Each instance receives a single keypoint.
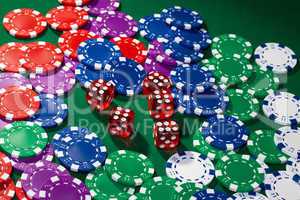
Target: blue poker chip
(97, 53)
(52, 113)
(86, 76)
(190, 78)
(181, 53)
(225, 132)
(127, 76)
(196, 40)
(182, 18)
(154, 27)
(79, 149)
(209, 194)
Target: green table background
(258, 21)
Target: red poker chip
(74, 2)
(131, 48)
(7, 190)
(18, 103)
(41, 57)
(10, 54)
(69, 41)
(5, 168)
(24, 23)
(65, 18)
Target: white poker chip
(189, 166)
(287, 140)
(282, 107)
(281, 186)
(276, 57)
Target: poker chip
(281, 185)
(65, 18)
(58, 83)
(131, 48)
(182, 18)
(261, 145)
(191, 78)
(33, 139)
(7, 189)
(116, 24)
(229, 70)
(136, 173)
(242, 104)
(249, 196)
(181, 164)
(231, 45)
(74, 2)
(206, 149)
(102, 186)
(261, 83)
(5, 168)
(10, 54)
(196, 40)
(282, 108)
(41, 57)
(98, 53)
(38, 175)
(181, 53)
(228, 172)
(276, 57)
(79, 149)
(153, 27)
(287, 140)
(69, 41)
(86, 76)
(96, 7)
(215, 131)
(52, 113)
(126, 75)
(209, 194)
(158, 187)
(8, 79)
(18, 103)
(23, 164)
(24, 23)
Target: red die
(100, 94)
(166, 134)
(155, 81)
(121, 122)
(161, 104)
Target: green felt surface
(258, 21)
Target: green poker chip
(261, 145)
(129, 168)
(159, 187)
(23, 139)
(240, 173)
(229, 45)
(229, 70)
(242, 104)
(262, 82)
(206, 149)
(103, 188)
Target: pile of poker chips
(177, 47)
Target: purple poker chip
(8, 79)
(157, 53)
(57, 83)
(97, 6)
(35, 177)
(116, 24)
(151, 65)
(22, 164)
(63, 187)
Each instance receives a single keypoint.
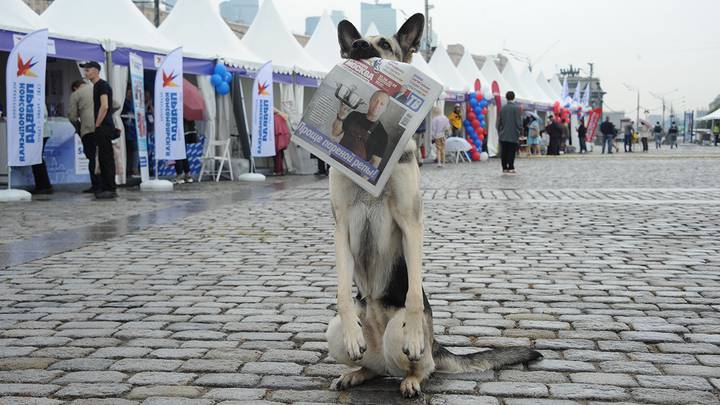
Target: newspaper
(362, 116)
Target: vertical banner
(138, 91)
(263, 124)
(169, 131)
(593, 120)
(25, 81)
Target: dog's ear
(347, 34)
(409, 35)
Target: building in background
(311, 22)
(239, 11)
(382, 14)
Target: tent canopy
(269, 38)
(545, 86)
(469, 71)
(442, 65)
(123, 26)
(491, 72)
(18, 17)
(715, 115)
(203, 34)
(323, 45)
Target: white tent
(715, 115)
(323, 45)
(419, 62)
(468, 69)
(18, 17)
(513, 80)
(372, 30)
(555, 84)
(269, 38)
(545, 86)
(491, 72)
(121, 25)
(442, 65)
(529, 83)
(211, 38)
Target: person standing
(534, 137)
(455, 118)
(554, 131)
(608, 130)
(672, 133)
(627, 145)
(657, 134)
(104, 129)
(509, 126)
(440, 129)
(644, 135)
(81, 114)
(582, 133)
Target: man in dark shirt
(608, 130)
(364, 134)
(104, 130)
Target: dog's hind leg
(398, 364)
(406, 209)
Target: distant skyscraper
(240, 11)
(311, 22)
(383, 15)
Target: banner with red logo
(593, 122)
(263, 123)
(169, 130)
(25, 79)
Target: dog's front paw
(414, 341)
(355, 341)
(410, 387)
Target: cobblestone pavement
(610, 266)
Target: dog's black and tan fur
(388, 328)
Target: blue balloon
(223, 89)
(220, 70)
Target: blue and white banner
(263, 124)
(169, 131)
(25, 79)
(136, 79)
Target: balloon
(223, 89)
(220, 70)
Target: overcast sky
(653, 45)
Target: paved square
(219, 294)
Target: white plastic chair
(210, 155)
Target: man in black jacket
(608, 130)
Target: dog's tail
(448, 362)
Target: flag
(169, 131)
(136, 81)
(25, 80)
(263, 124)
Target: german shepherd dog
(387, 329)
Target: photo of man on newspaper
(363, 133)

********************

▶ **DESCRIPTION OF THE TASK**
Starting at the line that contains "Target: flag" and continuing through the last line of the entries, write those lines out again with "german shepherd dog" replaced by "German Shepherd" and everything else left as it is.

▶ **ANSWER TO THIS TASK**
Target: flag
(169, 131)
(136, 81)
(25, 80)
(263, 124)
Target: German Shepherd
(387, 329)
Target: photo of man on newspaper
(363, 133)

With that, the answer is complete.